Take the line that contains "the meerkat back." and every line after it in the material below, and quote them exactly.

--- Start Extracted information ---

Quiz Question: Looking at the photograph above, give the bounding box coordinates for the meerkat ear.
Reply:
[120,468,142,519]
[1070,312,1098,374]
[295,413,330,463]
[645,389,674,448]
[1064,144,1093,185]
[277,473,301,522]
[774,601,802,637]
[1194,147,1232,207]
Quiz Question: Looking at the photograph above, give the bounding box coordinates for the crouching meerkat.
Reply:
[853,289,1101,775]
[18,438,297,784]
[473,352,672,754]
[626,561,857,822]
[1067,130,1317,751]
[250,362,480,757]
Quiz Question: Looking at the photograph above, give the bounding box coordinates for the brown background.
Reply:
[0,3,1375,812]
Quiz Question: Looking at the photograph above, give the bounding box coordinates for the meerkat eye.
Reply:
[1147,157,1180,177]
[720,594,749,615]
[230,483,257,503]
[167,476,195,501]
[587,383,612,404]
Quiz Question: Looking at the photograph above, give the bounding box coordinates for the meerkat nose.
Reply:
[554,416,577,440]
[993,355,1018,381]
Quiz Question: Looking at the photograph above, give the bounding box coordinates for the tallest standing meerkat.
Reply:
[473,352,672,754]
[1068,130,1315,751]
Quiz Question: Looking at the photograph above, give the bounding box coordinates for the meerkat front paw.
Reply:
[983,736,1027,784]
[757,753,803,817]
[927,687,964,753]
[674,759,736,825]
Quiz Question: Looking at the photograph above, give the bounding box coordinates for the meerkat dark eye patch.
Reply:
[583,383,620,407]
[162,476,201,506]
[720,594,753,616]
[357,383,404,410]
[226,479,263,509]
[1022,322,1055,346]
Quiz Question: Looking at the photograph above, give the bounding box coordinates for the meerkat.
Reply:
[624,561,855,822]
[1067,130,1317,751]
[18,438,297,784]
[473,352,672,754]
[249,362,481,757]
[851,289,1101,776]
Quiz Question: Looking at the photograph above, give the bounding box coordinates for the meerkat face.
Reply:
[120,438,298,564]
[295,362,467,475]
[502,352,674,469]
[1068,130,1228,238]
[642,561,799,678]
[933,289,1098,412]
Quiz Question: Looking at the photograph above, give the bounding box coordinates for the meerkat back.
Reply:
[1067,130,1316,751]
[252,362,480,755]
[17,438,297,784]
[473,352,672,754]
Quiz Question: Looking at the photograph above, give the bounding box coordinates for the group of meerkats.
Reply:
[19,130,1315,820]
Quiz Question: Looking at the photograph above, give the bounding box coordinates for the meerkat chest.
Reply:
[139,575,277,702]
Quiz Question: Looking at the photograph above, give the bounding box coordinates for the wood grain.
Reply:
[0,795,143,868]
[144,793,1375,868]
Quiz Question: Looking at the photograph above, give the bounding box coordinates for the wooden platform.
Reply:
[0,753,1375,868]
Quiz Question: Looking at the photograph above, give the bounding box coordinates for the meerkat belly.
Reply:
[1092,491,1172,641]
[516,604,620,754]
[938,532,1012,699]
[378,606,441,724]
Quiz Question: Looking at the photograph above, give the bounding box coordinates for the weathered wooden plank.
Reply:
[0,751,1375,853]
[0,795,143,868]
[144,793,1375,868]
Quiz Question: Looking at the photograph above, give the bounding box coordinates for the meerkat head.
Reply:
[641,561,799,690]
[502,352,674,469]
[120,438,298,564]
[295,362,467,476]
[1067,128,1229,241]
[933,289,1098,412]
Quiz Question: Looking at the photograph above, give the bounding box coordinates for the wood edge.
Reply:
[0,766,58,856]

--- End Extracted information ---

Final result.
Quiz Question: Looking at the photograph above, give the bounding box coordinates for the meerkat back.
Reply:
[1067,130,1316,751]
[252,362,480,755]
[17,438,297,784]
[473,352,672,754]
Quiz Question: Looking at the photograph above, give the bounding box coordinates for the group of meerkats.
Reply:
[19,130,1315,820]
Quiz Question: Looking at the photograph above, give the bounding box coordinates for the meerkat chest.
Reply:
[139,575,277,702]
Quiz Question: Looking at the photograph above, give the bounding box coordinates for the wood grain.
Reply:
[0,795,143,868]
[144,793,1375,868]
Quiz Question: Looking at the photograph above, give the bounding box coordinates for the wooden platform.
Reply:
[0,753,1375,868]
Quiz Question: Looking at the photograph above, give the bounding box coordinates for the meerkat belly.
Reply:
[1092,491,1172,641]
[516,604,620,754]
[938,532,1012,699]
[378,606,441,724]
Quiz Question: Looking at the photograph above, give the bounding box coordinates for the weathered wooden plank.
Reply:
[0,751,1375,853]
[0,795,143,868]
[144,793,1375,868]
Quiz Question: Looking at the photograph above, give the bounding box coordinates for the meerkat head.
Reply:
[641,561,799,690]
[502,352,674,469]
[120,438,298,564]
[295,362,467,476]
[1067,128,1229,241]
[933,289,1098,412]
Quiz Question: Looking at the photograph above, give the bounding box coordinates for the wood edge.
Reply:
[0,766,58,856]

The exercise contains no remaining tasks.